───── DATA

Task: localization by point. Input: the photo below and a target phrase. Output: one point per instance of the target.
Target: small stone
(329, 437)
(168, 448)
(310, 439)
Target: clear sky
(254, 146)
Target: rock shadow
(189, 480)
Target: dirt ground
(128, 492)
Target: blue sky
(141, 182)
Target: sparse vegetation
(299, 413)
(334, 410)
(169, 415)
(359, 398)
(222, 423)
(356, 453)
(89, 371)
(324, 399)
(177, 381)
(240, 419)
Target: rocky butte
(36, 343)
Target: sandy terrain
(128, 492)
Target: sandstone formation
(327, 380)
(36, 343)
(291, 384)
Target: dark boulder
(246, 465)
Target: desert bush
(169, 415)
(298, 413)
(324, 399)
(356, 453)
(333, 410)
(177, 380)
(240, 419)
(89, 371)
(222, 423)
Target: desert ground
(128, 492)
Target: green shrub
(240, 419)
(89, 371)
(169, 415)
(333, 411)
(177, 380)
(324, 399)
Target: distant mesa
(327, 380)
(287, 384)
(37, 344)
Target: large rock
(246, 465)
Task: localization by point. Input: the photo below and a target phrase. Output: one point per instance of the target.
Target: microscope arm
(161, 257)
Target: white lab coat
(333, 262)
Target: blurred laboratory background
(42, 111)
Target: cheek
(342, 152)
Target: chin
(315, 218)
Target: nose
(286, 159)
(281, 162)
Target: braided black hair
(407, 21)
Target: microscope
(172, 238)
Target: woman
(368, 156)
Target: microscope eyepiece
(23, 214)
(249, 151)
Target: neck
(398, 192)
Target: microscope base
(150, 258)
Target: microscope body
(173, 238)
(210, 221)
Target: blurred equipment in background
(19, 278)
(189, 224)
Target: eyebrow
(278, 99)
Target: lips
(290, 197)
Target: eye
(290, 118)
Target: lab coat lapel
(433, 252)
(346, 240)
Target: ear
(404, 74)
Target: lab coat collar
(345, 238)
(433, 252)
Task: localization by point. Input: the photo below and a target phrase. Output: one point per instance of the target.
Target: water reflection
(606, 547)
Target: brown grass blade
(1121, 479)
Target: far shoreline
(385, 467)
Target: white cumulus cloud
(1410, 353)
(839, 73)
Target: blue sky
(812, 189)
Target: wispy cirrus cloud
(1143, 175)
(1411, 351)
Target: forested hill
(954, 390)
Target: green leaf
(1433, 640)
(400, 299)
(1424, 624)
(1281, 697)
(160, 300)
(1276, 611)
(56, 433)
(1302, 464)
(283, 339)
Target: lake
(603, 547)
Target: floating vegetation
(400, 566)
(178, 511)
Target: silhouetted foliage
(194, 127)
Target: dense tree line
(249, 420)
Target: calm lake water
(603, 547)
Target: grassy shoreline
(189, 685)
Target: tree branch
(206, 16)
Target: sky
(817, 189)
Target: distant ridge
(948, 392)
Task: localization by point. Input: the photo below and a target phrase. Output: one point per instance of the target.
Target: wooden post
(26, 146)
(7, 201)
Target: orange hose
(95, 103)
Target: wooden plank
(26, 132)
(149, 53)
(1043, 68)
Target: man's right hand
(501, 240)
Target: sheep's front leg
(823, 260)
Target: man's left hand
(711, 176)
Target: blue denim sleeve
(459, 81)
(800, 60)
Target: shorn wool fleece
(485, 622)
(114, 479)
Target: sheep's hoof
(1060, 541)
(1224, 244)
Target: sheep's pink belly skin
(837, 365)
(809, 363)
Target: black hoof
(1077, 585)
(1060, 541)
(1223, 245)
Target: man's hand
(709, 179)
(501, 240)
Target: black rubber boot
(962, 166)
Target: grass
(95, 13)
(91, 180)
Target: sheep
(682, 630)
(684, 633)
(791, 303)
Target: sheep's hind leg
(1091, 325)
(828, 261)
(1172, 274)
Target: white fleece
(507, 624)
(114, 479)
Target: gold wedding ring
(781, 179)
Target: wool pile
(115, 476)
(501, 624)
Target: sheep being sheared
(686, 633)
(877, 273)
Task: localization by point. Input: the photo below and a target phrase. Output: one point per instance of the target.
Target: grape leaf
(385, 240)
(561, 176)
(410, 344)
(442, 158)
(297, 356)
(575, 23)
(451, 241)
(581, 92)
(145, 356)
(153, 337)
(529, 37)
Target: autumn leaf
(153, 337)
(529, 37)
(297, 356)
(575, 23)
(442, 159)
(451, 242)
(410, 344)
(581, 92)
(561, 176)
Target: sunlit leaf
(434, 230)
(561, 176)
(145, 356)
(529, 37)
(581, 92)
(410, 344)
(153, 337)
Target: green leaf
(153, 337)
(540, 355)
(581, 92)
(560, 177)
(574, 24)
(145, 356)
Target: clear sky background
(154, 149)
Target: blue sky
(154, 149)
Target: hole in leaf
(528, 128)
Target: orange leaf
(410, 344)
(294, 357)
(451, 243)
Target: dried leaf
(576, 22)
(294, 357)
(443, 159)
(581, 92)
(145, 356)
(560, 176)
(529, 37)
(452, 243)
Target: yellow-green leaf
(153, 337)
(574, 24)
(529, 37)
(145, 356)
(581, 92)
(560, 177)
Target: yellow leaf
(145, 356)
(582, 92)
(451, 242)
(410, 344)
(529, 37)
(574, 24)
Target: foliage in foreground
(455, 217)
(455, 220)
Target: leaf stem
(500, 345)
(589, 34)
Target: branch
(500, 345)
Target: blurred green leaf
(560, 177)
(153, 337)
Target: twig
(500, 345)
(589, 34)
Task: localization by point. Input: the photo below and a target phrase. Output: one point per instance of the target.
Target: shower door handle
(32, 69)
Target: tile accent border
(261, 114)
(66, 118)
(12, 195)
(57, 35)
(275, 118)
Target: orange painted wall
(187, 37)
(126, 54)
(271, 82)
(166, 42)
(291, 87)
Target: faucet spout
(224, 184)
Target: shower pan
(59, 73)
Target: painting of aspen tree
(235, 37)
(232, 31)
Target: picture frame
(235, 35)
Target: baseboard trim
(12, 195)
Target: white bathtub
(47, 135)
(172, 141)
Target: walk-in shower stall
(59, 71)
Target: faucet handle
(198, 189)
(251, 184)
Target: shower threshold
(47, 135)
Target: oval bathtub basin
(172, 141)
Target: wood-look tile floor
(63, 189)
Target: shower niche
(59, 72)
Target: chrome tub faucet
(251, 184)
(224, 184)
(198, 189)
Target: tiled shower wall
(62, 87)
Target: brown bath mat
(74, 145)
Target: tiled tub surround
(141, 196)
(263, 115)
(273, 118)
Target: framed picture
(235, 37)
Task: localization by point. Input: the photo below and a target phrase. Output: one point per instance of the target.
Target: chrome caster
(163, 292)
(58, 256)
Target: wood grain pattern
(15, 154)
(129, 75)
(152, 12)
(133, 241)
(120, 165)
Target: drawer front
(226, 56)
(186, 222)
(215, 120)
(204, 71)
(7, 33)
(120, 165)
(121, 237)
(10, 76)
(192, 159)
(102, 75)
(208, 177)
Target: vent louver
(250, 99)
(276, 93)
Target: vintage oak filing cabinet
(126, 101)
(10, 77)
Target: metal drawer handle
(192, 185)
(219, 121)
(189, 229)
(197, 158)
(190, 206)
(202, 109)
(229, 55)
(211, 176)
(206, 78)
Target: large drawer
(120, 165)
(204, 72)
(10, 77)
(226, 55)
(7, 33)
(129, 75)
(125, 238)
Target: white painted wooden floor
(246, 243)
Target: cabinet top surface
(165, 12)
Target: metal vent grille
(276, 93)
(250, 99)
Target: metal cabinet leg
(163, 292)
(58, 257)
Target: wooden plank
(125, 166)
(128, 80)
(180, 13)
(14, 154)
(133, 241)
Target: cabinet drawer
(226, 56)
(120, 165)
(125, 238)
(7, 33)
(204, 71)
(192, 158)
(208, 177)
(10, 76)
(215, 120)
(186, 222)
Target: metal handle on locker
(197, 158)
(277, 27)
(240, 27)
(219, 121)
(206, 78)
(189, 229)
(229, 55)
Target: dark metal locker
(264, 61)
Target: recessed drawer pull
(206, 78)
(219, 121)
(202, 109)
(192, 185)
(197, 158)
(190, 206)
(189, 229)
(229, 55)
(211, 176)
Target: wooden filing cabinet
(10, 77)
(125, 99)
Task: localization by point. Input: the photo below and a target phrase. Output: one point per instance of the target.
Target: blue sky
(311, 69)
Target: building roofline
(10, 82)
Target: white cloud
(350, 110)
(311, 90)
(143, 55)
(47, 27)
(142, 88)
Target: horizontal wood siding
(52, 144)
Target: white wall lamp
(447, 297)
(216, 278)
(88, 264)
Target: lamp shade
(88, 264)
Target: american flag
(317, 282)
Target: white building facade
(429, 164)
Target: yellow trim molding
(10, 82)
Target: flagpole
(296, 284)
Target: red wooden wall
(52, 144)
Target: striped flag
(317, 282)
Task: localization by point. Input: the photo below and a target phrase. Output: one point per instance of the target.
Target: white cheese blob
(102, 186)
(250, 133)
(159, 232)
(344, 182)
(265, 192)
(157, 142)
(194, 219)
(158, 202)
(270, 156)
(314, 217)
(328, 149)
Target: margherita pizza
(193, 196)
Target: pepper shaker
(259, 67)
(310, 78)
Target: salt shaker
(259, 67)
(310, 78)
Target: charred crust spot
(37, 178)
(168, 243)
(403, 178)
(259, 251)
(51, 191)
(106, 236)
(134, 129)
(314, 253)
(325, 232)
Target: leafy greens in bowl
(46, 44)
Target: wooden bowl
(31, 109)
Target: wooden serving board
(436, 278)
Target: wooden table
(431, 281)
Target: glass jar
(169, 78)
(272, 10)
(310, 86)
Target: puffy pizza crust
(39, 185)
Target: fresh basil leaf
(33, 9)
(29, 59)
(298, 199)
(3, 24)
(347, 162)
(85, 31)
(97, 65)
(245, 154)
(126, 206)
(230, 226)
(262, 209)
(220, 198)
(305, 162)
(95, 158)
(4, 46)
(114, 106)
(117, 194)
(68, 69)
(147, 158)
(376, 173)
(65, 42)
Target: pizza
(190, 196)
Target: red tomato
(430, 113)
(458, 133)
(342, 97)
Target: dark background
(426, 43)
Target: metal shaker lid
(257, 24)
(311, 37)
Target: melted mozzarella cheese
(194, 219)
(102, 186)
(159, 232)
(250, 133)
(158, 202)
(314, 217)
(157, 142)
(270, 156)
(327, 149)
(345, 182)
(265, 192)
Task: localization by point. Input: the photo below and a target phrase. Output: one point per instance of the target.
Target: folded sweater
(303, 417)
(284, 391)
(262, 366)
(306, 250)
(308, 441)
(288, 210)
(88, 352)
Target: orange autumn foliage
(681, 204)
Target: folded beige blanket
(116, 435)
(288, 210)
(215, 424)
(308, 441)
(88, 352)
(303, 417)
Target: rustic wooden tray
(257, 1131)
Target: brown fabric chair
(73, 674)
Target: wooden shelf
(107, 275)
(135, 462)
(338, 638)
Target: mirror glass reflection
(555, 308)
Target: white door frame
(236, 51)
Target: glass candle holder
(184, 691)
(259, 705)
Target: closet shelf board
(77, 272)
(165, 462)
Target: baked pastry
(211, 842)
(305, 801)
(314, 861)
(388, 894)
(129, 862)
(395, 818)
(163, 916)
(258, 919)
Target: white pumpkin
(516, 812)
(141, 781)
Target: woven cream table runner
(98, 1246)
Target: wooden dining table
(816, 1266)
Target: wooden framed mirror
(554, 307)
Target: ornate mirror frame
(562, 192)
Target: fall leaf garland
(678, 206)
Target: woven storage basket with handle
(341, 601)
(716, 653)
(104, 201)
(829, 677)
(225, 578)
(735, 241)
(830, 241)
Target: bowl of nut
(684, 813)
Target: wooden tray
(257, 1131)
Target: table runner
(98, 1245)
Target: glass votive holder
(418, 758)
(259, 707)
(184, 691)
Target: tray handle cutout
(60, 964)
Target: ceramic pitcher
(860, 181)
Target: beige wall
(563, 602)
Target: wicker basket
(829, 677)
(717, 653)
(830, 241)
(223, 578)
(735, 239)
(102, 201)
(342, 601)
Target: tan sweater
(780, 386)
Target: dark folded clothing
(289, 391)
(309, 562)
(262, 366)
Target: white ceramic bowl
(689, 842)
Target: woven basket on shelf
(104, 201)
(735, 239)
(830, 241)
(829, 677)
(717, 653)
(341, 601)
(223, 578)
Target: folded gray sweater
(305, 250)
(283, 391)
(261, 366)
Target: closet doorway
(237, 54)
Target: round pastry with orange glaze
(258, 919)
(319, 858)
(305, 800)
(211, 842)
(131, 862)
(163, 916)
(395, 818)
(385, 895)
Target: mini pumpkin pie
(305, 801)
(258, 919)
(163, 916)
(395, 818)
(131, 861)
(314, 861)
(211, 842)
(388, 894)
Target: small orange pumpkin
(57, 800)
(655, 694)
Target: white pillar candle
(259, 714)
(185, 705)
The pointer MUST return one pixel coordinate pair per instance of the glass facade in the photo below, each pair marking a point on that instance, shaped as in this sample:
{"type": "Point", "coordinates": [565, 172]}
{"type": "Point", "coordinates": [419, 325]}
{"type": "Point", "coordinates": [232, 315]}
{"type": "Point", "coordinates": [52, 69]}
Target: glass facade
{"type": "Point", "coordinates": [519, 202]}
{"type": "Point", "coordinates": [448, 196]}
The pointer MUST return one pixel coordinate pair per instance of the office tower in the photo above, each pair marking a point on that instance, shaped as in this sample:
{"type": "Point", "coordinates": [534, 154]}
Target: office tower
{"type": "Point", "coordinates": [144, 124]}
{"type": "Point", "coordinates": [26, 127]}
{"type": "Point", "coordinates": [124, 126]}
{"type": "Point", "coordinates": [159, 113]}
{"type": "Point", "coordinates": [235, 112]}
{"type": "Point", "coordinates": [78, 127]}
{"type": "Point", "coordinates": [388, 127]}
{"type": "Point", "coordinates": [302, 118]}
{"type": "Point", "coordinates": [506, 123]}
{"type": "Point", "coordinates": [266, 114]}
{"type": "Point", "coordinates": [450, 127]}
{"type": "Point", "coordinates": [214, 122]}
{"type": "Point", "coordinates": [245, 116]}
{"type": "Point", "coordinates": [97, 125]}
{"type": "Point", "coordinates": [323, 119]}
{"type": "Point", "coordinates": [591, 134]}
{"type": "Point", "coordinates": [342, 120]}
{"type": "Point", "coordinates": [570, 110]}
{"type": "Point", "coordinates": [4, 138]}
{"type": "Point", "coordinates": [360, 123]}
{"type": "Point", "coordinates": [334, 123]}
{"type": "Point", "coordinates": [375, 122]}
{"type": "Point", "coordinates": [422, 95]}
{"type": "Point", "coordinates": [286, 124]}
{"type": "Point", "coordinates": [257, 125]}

──────────

▸ EXERCISE INSTRUCTIONS
How many lines in these records hold the string "that"? Reply with the number alone.

▸ ANSWER TO THIS PROBLEM
2